= Given task =
Show every line of the material below that contains the string "post", copying each one in full. Case counts.

....................

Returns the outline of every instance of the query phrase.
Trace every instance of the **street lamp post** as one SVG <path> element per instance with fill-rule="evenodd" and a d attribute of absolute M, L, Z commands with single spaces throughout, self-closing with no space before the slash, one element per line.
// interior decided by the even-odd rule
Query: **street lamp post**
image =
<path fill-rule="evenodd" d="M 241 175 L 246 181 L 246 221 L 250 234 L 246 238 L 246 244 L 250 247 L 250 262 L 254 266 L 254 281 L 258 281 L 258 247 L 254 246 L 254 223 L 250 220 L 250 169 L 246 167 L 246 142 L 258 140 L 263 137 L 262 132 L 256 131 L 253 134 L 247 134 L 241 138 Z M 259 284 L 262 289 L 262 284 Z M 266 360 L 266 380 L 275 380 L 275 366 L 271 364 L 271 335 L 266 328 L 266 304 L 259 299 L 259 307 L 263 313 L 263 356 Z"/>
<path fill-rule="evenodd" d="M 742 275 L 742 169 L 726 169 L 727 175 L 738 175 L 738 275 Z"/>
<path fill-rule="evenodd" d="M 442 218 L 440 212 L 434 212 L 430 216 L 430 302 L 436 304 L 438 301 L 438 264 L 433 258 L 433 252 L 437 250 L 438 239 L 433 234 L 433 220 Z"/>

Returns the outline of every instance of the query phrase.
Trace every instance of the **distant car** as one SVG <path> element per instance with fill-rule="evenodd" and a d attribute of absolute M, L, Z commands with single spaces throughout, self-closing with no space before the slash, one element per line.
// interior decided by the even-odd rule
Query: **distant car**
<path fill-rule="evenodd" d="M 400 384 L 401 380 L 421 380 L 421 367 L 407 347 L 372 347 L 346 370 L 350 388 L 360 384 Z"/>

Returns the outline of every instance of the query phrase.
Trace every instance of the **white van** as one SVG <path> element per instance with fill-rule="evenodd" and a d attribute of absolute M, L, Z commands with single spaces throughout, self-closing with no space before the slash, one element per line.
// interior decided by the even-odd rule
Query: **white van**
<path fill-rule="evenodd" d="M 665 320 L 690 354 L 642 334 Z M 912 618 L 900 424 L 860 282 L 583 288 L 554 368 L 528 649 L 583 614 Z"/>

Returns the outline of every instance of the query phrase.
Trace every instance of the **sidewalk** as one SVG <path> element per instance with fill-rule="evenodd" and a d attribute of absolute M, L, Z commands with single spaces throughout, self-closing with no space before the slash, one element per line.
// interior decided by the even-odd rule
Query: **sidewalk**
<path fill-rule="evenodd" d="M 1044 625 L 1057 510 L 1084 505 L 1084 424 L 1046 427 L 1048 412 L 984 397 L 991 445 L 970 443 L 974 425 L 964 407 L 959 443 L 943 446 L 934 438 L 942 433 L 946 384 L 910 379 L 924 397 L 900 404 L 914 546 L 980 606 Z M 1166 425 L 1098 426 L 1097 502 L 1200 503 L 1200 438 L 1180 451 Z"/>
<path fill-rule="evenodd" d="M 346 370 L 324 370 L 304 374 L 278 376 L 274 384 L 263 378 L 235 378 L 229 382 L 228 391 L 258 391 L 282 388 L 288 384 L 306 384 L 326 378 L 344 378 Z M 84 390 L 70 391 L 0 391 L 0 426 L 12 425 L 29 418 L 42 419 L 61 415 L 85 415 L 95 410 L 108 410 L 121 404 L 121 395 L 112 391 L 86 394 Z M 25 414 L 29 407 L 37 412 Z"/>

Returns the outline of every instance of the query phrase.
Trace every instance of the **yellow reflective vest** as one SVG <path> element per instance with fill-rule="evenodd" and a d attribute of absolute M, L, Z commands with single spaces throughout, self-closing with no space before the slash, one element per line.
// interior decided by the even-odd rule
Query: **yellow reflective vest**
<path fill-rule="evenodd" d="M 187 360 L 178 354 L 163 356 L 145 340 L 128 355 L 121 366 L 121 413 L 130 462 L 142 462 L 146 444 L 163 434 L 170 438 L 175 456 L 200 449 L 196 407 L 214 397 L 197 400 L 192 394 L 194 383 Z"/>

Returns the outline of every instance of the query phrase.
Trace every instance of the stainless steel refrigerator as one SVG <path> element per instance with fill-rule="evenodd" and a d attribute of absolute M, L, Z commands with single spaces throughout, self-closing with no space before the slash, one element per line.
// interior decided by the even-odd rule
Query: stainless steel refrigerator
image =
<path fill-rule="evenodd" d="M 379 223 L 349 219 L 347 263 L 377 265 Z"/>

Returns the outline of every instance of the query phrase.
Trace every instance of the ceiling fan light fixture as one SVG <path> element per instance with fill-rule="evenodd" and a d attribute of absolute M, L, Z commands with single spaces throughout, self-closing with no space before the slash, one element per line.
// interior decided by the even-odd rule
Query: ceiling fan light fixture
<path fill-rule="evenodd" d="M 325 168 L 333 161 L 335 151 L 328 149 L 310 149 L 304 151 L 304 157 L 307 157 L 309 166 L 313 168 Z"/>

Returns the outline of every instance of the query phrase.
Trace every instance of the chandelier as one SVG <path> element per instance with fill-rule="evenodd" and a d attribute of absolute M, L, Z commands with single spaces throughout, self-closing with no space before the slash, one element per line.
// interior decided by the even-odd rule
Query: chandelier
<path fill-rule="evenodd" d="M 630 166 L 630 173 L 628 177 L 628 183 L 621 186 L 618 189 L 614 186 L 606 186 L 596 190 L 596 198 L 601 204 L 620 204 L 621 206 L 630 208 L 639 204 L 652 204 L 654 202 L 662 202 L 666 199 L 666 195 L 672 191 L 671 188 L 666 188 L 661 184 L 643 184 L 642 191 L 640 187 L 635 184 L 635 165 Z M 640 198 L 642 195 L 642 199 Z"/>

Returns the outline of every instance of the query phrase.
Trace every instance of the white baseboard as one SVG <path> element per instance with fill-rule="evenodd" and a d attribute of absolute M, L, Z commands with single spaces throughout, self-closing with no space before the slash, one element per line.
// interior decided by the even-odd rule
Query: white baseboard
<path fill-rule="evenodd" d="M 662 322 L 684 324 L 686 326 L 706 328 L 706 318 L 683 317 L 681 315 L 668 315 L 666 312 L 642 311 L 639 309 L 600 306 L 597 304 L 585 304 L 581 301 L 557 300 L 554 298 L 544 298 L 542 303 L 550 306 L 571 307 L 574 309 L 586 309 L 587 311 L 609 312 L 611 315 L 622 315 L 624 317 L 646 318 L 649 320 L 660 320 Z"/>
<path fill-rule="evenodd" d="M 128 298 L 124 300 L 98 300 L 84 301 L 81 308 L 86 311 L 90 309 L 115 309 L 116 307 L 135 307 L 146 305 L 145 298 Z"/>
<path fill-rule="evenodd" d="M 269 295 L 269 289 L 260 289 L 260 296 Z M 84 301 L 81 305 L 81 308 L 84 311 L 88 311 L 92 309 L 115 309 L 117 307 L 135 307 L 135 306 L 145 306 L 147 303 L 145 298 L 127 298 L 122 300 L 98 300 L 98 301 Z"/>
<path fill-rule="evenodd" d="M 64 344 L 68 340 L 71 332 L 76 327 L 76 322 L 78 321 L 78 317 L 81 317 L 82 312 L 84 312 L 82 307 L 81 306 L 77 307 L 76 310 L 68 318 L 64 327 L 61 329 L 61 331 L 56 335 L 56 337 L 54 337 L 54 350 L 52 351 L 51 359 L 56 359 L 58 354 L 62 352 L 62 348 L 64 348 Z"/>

....................

= Answer to the problem =
Trace every instance of the **street lamp post** as one SVG <path> element per instance with fill-rule="evenodd" and a d attribute of absolute M, L, Z commands with single spaces throughout, self-closing with no space before the slash, one element per line.
Query: **street lamp post**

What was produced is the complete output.